### Extract provided ###

Alexander himself is not a skater. He sprained his wrist while skating when he was 14, and he didn’t step foot inside a rink again until he bought one nearly two decades later.

He said he opened the business to give families a place for safe fun. He said he spends at least $100,000 on security every year, which shocks other rink owners. “We felt like we were babysitters babysitting people’s most prized possessions,” he said.

He said he tries hard to provide a safe space for families because he never had one himself. Alexander, one of 17 children, said his parents didn’t make memories with him.

“I didn’t have any memories of going to a movie or a ballgame or a park with my mom or my dad,” he said.

Cascade cost $2.5 million to build in 1999, Alexander said, and he was turned down by nine banks when trying to finance it. His mother passed away before it was built.

The rink’s opening coincided with an early-2000s movement by adult Black skaters to spread regional styles nationwide.

Cascade quickly became a hub for celebrities, which Atlanta has plenty of as a rap capital. The rink has even hosted music royalty: Beyoncé held her 21st birthday at Cascade. It was around the time she was starring in the Austin Powers movie “Goldmember,” so Bey’s camp spent $50,000 decorating the rink gold and white, Alexander said.

“Boy, she skated all night,” he said.

Many of the Atlanta celebrities Usher brought onstage at the Super Bowl in Las Vegas — including Ludacris, Lil Jon, will.i.am and Jermaine Dupri — have spent nights skating in Cascade, Alexander said.

As for the headliner himself, Usher drew raves for his Super Bowl skating, with Washington Post reviewer Chris Richards writing, “If it looked like the whole world was sliding beneath his feet it was because he was on top of it.”

Alexander said 45-year-old Usher takes lessons to grow his skills but will also roll up next to someone at the rink and ask them to teach him how they just pulled off a move.

“Usher is a really good skater,” Alexander said. “He’s not up there with the best of them, but he can hold his own.”

### Record extracts ###

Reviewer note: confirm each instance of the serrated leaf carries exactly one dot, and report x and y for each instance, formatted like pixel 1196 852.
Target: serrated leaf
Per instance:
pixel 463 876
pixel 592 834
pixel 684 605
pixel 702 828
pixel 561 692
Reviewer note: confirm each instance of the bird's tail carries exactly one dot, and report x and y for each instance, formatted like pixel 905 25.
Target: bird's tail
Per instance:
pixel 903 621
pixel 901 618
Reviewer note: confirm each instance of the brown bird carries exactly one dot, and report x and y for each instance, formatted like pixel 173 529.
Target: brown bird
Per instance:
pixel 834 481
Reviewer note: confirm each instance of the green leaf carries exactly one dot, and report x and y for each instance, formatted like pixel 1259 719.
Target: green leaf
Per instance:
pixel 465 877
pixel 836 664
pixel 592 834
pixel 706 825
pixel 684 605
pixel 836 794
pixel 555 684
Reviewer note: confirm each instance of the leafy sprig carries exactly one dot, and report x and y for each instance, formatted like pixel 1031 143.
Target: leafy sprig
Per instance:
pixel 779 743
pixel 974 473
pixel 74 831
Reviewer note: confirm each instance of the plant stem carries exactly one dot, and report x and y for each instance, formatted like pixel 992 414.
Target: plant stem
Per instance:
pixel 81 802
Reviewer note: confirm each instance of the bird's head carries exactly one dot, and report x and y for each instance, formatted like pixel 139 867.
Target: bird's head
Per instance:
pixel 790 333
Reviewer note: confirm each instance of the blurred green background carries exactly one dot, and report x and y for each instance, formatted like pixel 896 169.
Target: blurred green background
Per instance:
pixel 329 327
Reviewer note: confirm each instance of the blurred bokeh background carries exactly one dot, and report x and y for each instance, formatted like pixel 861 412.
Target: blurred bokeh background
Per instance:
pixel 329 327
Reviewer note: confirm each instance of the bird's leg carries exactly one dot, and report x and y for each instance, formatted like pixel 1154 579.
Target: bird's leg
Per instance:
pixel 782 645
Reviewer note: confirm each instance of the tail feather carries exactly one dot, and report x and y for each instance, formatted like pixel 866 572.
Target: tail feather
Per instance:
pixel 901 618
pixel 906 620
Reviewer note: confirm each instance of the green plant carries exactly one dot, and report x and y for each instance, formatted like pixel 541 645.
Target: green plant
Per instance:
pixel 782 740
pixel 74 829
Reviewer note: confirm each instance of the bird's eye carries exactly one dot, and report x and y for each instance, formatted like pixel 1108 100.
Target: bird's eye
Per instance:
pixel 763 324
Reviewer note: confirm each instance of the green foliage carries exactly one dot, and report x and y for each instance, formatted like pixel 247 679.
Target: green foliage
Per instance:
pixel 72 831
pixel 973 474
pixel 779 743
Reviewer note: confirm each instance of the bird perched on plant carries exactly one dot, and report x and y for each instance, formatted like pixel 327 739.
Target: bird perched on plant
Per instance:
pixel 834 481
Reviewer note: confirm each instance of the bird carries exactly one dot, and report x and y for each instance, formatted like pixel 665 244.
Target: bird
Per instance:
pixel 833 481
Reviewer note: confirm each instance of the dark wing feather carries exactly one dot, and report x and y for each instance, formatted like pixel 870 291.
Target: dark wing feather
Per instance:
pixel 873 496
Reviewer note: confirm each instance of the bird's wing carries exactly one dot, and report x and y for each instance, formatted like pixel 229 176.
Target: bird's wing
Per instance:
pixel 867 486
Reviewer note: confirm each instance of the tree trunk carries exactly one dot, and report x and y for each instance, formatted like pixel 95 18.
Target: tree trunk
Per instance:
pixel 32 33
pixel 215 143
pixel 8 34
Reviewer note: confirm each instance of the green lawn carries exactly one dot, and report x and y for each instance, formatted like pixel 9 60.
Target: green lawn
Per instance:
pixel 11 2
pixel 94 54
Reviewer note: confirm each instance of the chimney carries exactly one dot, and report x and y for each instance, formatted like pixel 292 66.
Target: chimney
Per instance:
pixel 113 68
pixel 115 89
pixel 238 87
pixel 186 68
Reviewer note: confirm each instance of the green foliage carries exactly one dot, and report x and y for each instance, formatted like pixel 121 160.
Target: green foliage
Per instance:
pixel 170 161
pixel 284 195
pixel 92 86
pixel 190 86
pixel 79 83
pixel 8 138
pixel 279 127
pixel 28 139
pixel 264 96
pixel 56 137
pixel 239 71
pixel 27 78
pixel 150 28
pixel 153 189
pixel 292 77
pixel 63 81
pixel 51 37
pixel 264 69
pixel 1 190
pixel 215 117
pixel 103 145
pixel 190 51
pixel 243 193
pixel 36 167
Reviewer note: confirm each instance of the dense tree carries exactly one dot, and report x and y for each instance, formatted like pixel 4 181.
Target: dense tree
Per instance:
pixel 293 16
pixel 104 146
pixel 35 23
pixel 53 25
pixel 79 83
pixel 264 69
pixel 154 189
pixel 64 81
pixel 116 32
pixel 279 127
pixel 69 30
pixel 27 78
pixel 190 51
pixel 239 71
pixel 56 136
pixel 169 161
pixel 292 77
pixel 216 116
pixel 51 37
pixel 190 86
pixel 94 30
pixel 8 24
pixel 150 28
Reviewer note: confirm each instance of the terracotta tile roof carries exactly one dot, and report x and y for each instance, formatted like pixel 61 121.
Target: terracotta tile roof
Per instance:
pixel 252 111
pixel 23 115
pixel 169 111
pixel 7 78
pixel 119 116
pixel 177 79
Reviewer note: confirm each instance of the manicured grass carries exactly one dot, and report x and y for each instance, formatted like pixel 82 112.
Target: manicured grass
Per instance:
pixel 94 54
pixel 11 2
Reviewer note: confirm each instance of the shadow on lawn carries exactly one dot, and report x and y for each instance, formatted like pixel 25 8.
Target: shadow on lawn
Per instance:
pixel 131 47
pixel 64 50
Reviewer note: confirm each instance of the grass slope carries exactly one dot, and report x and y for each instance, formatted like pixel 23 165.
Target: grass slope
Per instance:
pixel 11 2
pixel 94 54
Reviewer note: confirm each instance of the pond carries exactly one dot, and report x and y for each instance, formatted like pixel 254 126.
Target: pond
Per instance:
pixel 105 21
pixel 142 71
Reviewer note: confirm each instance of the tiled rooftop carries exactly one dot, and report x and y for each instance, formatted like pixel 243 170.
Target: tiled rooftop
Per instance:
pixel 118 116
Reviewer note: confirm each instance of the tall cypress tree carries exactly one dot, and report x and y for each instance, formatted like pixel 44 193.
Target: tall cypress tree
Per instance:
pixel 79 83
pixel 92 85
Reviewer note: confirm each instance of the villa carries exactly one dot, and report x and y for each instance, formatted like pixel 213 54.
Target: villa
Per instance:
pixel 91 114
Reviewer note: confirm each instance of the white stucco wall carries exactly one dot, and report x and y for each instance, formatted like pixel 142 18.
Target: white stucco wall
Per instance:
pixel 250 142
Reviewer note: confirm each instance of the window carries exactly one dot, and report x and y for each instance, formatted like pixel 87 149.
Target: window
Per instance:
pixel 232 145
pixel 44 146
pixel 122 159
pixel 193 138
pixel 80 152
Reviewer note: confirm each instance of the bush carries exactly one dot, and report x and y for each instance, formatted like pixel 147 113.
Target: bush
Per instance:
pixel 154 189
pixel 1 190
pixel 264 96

###

[Exercise]:
In the text about the Cascade skating rink, how many banks turned Alexander down when he tried to finance the rink?

[Expected answer]:
Nine banks.